* _Fragmento_
Ana, en cuarentena por el nuevo coronavirus, lleva meses sin ver avanzar las investigaciones: «Nadie responde».

Siete días antes de aquel mensaje, Luisannys salió de casa a medianoche con dos compañeras del liceo, con la excusa de buscar una camiseta. Ana no volvió a verla. Lo último que supo de la menor de sus dos hijas es que abordó una lancha que naufragó.

Como Luisannys, adolescente de cabello rizado y piel canela, un centenar de migrantes ha desaparecido en viajes clandestinos a Trinidad y Tobago, Curazao o Aruba en los últimos dos años.

La agencia de las Naciones Unidas para los Refugiados (ACNUR) advirtió que ese fenómeno «muestra la desesperación» de quienes huyen de una profunda crisis socioeconómica. La ONU estima en 4,9 millones el éxodo de venezolanos desde 2015, unos 24.000 con Trinidad y Tobago como destino.

Autoridades de la isla, que desde 2019 exigen visa a viajeros de Venezuela, negaron comentarios al ser consultadas por la AFP.

«Mamá, ¡me quiero ir!»

Vecinos vieron a Luisannys forzada a subir a un auto, relata Ana, quien dos días después recibió una llamada telefónica.

– Mamá, ¡me quiero ir!

– Hija, ¿dónde estás?

– Ellas me dicen que para dejarme ir debo pagarles lo que gastaron en mí (…), 200 dólares.

Ana, costurera de 40 años, lo recuerda ahogada en lágrimas. Policías identificaron el origen de la llamada, Güiria, donde los presuntos secuestradores llevaron a su niña a hacerse una manicura.

«Esa chamita estaba llorando mucho», contó a Ana una manicurista que identificó a Luisannys por marcas de una descarga eléctrica que, jugando, sufrió de niña: un dedo deformado y otro parcialmente amputado.

Ana nunca oyó que Luisannys, estudiante de bachillerato que deseaba ser enfermera, planeara migrar.

«Nada le faltaba», reflexiona. «Quizá se fue engañada, bajo coacción o le lavaron el cerebro».

«Te montas o te mueres»

El día del naufragio, Ana recibió una llamada anónima: «Su hija está ahogada (…). El bote donde iba se hundió».

Viajó seis angustiantes horas de Cumaná a Güiria por una deteriorada carretera plagada de asaltantes.

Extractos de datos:
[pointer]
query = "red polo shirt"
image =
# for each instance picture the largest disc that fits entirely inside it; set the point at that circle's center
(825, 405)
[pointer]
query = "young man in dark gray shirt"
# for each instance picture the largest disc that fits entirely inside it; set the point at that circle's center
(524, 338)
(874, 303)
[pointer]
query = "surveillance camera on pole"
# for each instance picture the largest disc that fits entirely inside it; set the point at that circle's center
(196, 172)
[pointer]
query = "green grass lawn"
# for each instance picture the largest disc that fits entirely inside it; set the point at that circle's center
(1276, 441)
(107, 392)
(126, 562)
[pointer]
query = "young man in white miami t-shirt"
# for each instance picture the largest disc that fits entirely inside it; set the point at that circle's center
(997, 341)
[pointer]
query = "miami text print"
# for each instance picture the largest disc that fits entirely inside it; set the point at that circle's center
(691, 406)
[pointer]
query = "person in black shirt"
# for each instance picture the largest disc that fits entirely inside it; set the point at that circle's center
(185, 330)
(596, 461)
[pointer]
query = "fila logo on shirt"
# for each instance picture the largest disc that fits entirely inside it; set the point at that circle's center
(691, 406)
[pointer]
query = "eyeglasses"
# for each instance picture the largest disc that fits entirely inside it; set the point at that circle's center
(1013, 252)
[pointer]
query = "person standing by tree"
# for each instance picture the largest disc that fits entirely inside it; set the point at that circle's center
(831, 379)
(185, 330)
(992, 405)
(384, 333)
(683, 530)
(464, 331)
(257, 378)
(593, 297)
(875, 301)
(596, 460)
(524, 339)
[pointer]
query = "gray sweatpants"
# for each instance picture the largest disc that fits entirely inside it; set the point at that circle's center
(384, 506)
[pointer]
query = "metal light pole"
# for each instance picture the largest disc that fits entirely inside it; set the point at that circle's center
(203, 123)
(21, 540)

* _Acción requerida_
Reproduce literalmente el pasaje del fragmento que va desde «Siete días antes» hasta «por la AFP.», incluidas ambas partes. Los datos proceden de otra fuente distinta del fragmento.

* _Resultado del ejercicio_
Siete días antes de aquel mensaje, Luisannys salió de casa a medianoche con dos compañeras del liceo, con la excusa de buscar una camiseta. Ana no volvió a verla. Lo último que supo de la menor de sus dos hijas es que abordó una lancha que naufragó.

Como Luisannys, adolescente de cabello rizado y piel canela, un centenar de migrantes ha desaparecido en viajes clandestinos a Trinidad y Tobago, Curazao o Aruba en los últimos dos años.

La agencia de las Naciones Unidas para los Refugiados (ACNUR) advirtió que ese fenómeno «muestra la desesperación» de quienes huyen de una profunda crisis socioeconómica. La ONU estima en 4,9 millones el éxodo de venezolanos desde 2015, unos 24.000 con Trinidad y Tobago como destino.

Autoridades de la isla, que desde 2019 exigen visa a viajeros de Venezuela, negaron comentarios al ser consultadas por la AFP.